#### PROBLEM STATEMENT
What follows is a set of entries. Repeat them exactly, but not their pictures.

** Begin DATA EXTRACT **

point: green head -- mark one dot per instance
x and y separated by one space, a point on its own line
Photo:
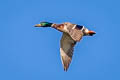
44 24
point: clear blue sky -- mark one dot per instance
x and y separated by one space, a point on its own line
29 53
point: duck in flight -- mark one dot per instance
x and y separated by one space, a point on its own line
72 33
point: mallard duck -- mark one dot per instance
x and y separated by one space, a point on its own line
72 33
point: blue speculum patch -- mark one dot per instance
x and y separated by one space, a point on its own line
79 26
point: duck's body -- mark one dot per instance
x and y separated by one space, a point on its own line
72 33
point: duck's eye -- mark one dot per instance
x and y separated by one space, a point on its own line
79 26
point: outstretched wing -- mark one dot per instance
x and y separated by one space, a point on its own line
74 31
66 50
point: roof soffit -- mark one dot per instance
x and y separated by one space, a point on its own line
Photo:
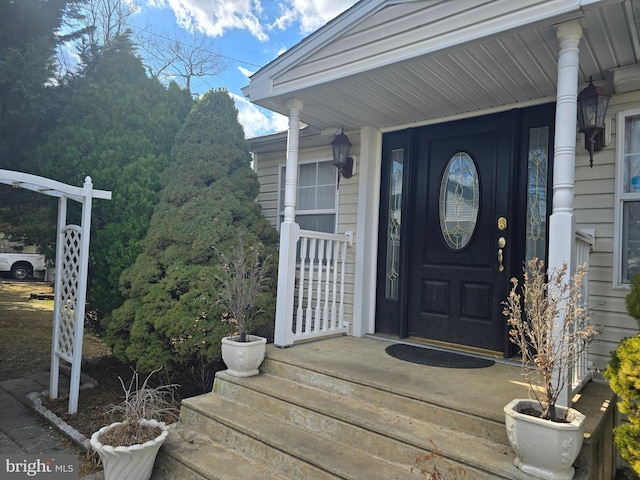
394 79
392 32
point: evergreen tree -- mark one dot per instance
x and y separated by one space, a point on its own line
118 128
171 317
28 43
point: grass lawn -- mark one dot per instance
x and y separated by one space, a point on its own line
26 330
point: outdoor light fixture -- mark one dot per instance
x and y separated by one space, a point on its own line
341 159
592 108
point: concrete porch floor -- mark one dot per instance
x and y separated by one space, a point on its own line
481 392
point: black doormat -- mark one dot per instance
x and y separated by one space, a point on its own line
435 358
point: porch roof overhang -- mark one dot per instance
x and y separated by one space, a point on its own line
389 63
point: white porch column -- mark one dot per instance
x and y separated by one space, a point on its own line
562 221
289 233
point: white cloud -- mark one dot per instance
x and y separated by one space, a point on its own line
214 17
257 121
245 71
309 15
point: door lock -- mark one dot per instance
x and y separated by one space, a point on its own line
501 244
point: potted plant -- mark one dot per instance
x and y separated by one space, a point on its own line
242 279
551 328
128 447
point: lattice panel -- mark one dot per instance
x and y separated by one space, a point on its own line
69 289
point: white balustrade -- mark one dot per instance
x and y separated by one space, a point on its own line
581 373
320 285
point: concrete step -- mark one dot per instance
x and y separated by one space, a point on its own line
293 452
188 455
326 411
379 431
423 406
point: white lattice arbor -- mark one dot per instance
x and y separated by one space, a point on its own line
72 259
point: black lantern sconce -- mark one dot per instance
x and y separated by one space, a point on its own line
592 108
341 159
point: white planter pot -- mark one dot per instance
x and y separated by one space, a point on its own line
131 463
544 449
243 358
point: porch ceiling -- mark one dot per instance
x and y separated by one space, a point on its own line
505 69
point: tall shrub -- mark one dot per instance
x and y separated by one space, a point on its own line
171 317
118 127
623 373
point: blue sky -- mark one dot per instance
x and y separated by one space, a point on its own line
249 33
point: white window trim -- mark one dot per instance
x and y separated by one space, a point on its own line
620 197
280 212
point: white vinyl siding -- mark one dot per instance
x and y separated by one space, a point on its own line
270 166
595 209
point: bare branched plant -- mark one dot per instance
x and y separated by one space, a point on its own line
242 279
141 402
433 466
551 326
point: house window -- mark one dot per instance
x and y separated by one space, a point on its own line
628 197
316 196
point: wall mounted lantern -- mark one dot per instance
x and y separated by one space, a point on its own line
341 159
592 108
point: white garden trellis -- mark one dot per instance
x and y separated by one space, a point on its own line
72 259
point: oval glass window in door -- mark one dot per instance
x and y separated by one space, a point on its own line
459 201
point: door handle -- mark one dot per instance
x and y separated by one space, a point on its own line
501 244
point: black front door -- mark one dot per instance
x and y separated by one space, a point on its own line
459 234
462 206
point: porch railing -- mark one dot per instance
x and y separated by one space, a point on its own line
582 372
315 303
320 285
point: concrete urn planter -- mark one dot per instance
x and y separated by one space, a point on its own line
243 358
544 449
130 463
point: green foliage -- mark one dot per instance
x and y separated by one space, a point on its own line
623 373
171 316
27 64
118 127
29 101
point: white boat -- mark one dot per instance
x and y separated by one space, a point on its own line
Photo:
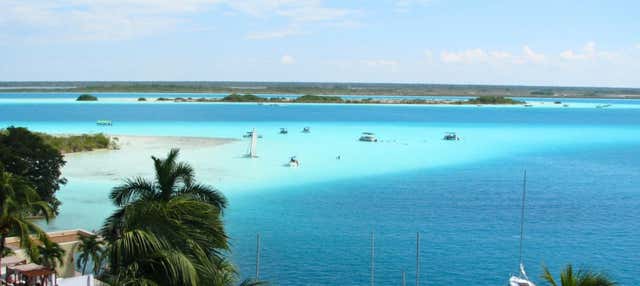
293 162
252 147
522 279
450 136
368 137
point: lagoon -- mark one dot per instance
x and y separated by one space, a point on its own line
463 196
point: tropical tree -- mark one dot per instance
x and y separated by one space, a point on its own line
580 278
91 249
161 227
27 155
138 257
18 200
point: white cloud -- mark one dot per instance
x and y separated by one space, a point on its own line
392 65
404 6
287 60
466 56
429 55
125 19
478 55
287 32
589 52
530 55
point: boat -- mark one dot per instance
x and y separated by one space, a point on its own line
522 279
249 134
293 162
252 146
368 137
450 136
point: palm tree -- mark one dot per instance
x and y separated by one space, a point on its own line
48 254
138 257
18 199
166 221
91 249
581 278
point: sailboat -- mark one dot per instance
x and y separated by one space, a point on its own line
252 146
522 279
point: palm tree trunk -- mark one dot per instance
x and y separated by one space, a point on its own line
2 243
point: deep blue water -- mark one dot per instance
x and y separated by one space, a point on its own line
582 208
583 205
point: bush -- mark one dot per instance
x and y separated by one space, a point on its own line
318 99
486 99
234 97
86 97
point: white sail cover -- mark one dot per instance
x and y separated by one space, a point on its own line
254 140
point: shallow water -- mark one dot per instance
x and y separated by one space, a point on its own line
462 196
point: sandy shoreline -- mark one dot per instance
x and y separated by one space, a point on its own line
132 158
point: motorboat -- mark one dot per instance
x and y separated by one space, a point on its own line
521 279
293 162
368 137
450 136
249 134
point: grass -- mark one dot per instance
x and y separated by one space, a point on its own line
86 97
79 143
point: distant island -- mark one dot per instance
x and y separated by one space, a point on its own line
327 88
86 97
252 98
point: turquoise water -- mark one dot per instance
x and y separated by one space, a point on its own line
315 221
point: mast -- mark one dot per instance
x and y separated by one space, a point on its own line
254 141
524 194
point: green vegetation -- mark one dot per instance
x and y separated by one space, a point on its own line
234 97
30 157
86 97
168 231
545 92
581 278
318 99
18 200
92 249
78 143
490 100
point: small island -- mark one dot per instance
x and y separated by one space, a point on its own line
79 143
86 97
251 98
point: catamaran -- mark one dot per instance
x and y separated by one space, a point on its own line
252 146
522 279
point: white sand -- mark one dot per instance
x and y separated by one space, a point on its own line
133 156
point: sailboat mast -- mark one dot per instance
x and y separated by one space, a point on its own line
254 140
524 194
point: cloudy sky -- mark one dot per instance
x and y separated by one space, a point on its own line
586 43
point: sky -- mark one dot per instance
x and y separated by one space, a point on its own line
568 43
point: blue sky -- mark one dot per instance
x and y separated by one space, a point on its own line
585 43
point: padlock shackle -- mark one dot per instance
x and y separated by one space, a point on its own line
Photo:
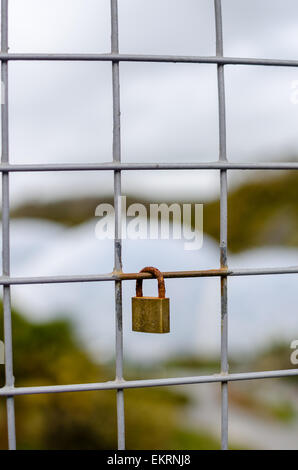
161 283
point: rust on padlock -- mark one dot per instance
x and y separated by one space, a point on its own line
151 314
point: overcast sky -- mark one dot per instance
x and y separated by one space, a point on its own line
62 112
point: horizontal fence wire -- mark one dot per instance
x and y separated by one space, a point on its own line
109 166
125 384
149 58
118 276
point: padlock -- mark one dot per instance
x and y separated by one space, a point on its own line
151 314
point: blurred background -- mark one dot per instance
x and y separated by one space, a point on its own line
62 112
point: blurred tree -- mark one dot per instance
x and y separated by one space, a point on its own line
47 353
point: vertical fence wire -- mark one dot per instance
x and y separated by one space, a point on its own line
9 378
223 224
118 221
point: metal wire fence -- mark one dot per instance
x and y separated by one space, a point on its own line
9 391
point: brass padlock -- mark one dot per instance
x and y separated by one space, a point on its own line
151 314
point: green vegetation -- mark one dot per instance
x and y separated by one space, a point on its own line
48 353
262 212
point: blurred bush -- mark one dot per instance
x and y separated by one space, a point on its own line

** End DATA EXTRACT **

#### RESPONSE TO THE TASK
point: green head -- mark one dot per instance
x and y separated by one space, a point on its own line
Photo:
44 24
point: clear blue sky -- mark one dot per instance
x and y separated by one space, a point on its own line
29 53
point: duck in flight -- mark one dot per instance
x and y separated by one space, a point on its own line
72 33
point: mallard duck -- mark one dot per instance
x and y separated by one space, a point on its own line
72 33
point: blue speculum patch -- mark one dot per instance
x and y separated by one space, a point on its own line
79 26
point: duck's body -- mark one dot per instance
x and y separated by one space, a point on its own line
72 33
point: duck's eye -- mark one dot per instance
x and y separated by one space, a point on its own line
79 26
point: outstretched wing -- mark one dot per instance
x and y separated by one space, a point on its own line
74 31
66 50
point: roof soffit -- mark one dot per instance
x and y separated by one space, a point on its own line
Photo:
394 79
392 32
point: evergreen tree -- mark one dot per instance
x and y separated by one space, a point on its own line
118 128
171 317
28 43
point: grass lawn -- mark one dot per instance
x and y separated by one space, a point on its own line
26 330
point: outdoor light fixture -- mark one dot per instance
x and y separated by one space, a point on its own line
341 159
592 108
point: concrete porch floor -- mark one dot per instance
x and y separated by one space, a point on its own line
481 392
point: black doormat -- mark one dot per instance
x and y separated by one space, a point on its own line
435 358
point: porch roof overhang -- mark one dot per instance
x and y separated by one space, a point on its own line
389 63
point: white porch column -- mark one dot per instance
x and y separated by one space, a point on its own line
562 221
289 233
point: white cloud -- mark one dot per instance
x and y separated by one space, a point on its own line
214 17
257 121
245 71
309 15
point: door lock -- mark one dot per instance
x and y separated by one space, a point on its own line
501 244
point: potted plant -- mark one dot per instance
x and y separated by one space, a point on its own line
242 279
551 328
128 447
point: lattice panel -- mark one dot per instance
x and y separated by one space, a point on its own line
69 289
point: white balustrade -- mark one dot per instance
x and y separated by one space, a point on its own line
581 373
320 285
point: concrete step -- mark one dot per instance
x and y separated by one space, a point on its own line
293 452
188 455
326 411
379 431
423 406
point: white lattice arbor -- mark one dot per instance
x and y separated by one space, a point on its own line
72 259
point: black lantern sconce -- mark one dot per instance
x and y separated by one space, a point on its own line
592 108
341 159
point: white planter pot -- mark one dot per instance
x and y separated by one space, a point on its own line
131 463
544 449
243 358
point: porch ceiling -- mark one dot per instance
x and y separated by one space, a point on its own line
505 69
point: tall shrub -- mark one dot per instance
x and y separated by one space, a point on its own line
171 317
118 127
623 373
point: blue sky -- mark one dot per instance
x and y separated by one space, a point on its own line
249 33
point: white window trim -- mark one dot per instance
x and y separated by one space, a point on its own line
620 197
280 212
point: white vinyl siding -- mark one dot per instance
x and y separated by one space, a point on its own line
270 166
595 209
point: bare branched plant -- mark one dot per instance
x and y separated by one space, a point on its own line
242 279
141 402
433 466
551 326
point: house window -- mark one dot per instance
x and y separated by one space, a point on its own line
628 197
316 196
point: wall mounted lantern -- mark one dot per instance
x and y separated by one space, a point on its own line
341 159
592 108
point: white garden trellis -- mark one dot per instance
x and y separated by one space, a point on its own line
72 259
point: oval glass window in door -- mark one dot per instance
x and y separated by one space, a point on its own line
459 201
point: door handle -- mark one dot per instance
x and y separated by one space, a point on its own line
501 244
point: black front door -- mark one dot per instance
x and y separated by one space, a point on its own line
459 234
462 206
point: porch railing -- mark one dot per instance
x and y separated by one space, a point on its own line
582 372
315 303
320 285
point: concrete urn planter -- mark one dot per instance
x and y separated by one space, a point on its own line
243 358
544 449
130 463
point: green foliage -- mark one dot per instance
x and y separated by one space, a point on its own line
623 373
171 316
27 64
118 127
29 101
point: white boat -- mark one dot per instance
x and y separated by one space, a point on its own line
Photo:
293 162
252 147
522 279
450 136
368 137
point: lagoon -- mark one dot per instance
x and y separated by one space, a point on its own line
463 196
point: tropical tree -- mark one dot per instance
x and y separated by one space, a point on its own line
580 278
91 249
161 227
27 155
138 257
18 200
point: white cloud -- mark one dot per instance
x and y separated by one space, a point on its own line
392 65
404 6
287 60
466 56
429 55
125 19
478 55
287 32
589 52
530 55
point: boat -- mark one dot per instance
x and y separated by one space, a point on its own line
522 279
249 134
293 162
252 146
368 137
450 136
point: palm tree -- mark one dot per instance
x and y separated by one space, a point on its own line
48 254
138 257
18 199
166 221
91 249
581 278
point: sailboat -- mark one dot per instance
x and y separated by one space, a point on its own line
252 146
522 279
point: palm tree trunk -- mark one dot per instance
x and y separated by one space, a point on its own line
2 243
point: deep blue water -- mark one dot per instance
x and y separated by one space, a point on its own line
582 208
583 205
point: bush -- mark one dot per instance
x and y separated by one space, a point on its own line
318 99
486 99
234 97
86 97
point: white sail cover -- mark one dot per instance
x and y separated by one space, a point on its own line
254 140
point: shallow water -- mark one dot per instance
x and y separated by one space, a point on its own line
462 196
point: sandy shoreline -- mark one dot per instance
x and y separated by one space, a point on its own line
132 158
point: motorboat -- mark one dot per instance
x and y separated by one space, a point on its own line
521 279
293 162
368 137
450 136
249 134
point: grass -- mark one dot per instance
x and y separated by one space, a point on its own line
86 97
79 143
point: distant island -- mark one dot per instance
x and y separated by one space, a point on its own line
327 88
86 97
252 98
point: turquoise water -- mark one dot per instance
x and y separated by one space, a point on its own line
315 221
point: mast -- mark one dot per instance
x and y separated by one space, a point on its own line
254 141
524 194
point: green vegetation -- mark one dot per instance
x and y separated by one space, a point on its own line
234 97
30 157
86 97
168 231
545 92
581 278
318 99
18 200
92 249
78 143
490 100
point: small island -- mark one dot per instance
x and y separated by one space, a point on its own line
79 143
86 97
251 98
point: catamaran -- mark one dot per instance
x and y separated by one space, a point on its own line
252 146
522 279
point: white sand -- mark one dot per instance
x and y separated by one space, a point on its own line
133 156
point: sailboat mast -- mark one dot per instance
x and y separated by one space, a point on its own line
254 140
524 194
point: cloudy sky -- mark one dot per instance
x and y separated by one space, a point on its own line
586 43
point: sky -- mark one dot per instance
x and y separated by one space, a point on its own line
568 43
point: blue sky -- mark one dot per instance
x and y separated by one space, a point on its own line
585 43
point: padlock shackle -- mark one dot per instance
x and y separated by one space, a point on its own line
Photo:
161 283
point: rust on padlock -- mark one dot per instance
x and y separated by one space, a point on its own line
151 314
point: overcast sky -- mark one dot per instance
x and y separated by one space, a point on its own line
62 112
point: horizontal fence wire -- mark one dot per instance
x and y separated by one space, a point on its own line
109 166
125 384
149 58
118 276
point: padlock -- mark one dot per instance
x and y separated by one space, a point on its own line
151 314
point: blurred background -- mark one dot per instance
x and y separated by one space, a point on its own line
62 112
point: blurred tree -- mark one dot per instance
x and y separated by one space, a point on its own line
47 353
point: vertical fence wire -- mark one dot per instance
x and y separated by one space, a point on its own line
9 378
223 224
118 221
point: metal wire fence -- mark one dot per instance
x and y separated by one space, a point on its own line
9 391
point: brass padlock -- mark one dot per instance
x and y separated by one space, a point on its own line
151 314
point: green vegetation -- mark one dot per instance
x and y separated by one space, a point on its own line
48 353
262 212
point: blurred bush -- mark one dot per instance
x and y separated by one space, a point on its own line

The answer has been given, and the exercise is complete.